* _Exercise details_:
Locate each line in the items below that contains the word "wooden", and copy those lines.

-- begin Task input --

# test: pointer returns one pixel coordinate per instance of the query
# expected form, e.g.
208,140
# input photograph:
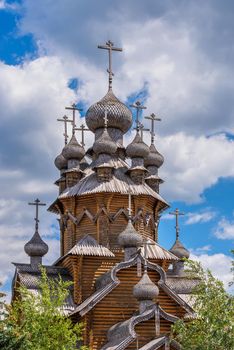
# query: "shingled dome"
145,289
129,238
60,162
73,150
154,158
137,148
119,116
36,246
104,144
179,250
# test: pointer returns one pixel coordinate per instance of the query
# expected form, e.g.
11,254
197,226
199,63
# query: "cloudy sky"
178,59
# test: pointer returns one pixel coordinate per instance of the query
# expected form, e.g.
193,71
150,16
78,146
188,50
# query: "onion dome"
73,150
154,158
36,246
137,148
105,144
129,238
119,116
179,250
145,289
60,162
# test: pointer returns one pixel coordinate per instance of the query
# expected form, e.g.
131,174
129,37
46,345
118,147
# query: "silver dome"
179,250
137,148
73,150
105,144
36,246
154,158
129,238
145,289
60,162
119,116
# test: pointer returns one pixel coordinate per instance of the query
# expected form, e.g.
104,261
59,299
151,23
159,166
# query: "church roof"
158,342
119,183
108,281
88,246
155,251
122,334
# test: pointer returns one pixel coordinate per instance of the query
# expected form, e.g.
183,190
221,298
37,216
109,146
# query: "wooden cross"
142,129
145,244
153,119
37,203
74,109
110,47
82,129
65,120
129,206
139,107
177,213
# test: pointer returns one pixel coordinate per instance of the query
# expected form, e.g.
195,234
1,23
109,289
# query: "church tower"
109,205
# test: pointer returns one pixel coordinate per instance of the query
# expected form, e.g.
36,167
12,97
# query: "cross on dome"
73,108
129,207
110,47
105,119
177,213
65,120
142,129
153,119
82,128
139,107
145,245
37,203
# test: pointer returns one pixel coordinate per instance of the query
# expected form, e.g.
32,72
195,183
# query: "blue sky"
178,58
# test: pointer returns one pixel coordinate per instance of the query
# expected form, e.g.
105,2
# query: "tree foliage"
213,327
37,322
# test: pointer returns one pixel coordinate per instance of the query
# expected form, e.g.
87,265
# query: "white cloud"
189,167
219,264
5,5
195,218
224,229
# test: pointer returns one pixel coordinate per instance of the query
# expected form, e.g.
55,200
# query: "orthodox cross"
139,107
110,47
82,129
37,203
129,206
142,129
74,109
153,119
177,213
145,244
105,119
65,120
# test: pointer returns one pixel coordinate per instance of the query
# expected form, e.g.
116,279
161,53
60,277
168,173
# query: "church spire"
178,248
110,48
139,107
154,160
36,248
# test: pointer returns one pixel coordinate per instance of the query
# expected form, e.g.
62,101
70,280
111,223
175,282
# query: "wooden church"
128,290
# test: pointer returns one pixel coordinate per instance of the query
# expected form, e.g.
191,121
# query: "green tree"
37,322
213,327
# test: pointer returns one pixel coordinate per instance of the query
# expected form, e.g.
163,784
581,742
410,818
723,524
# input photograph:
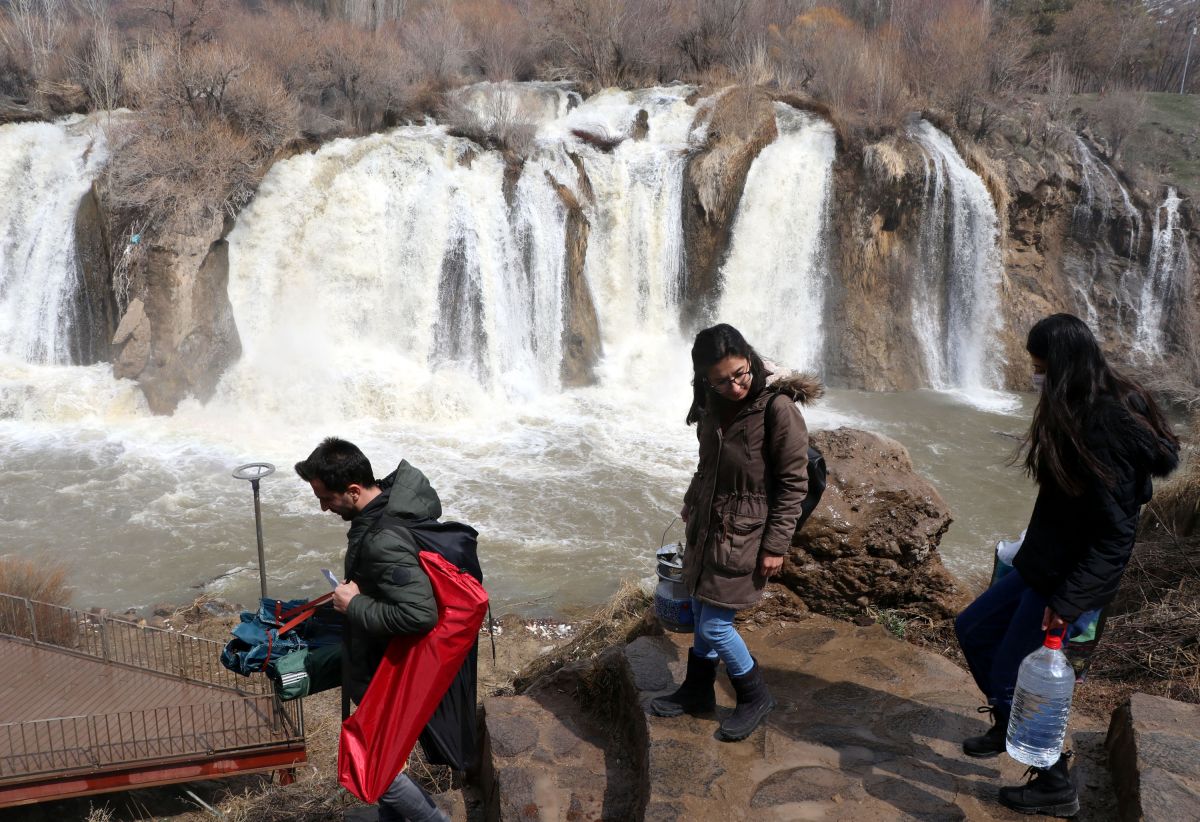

-- end Task input --

* _Worked solution_:
# query: "wooden cross"
# query: "wooden church"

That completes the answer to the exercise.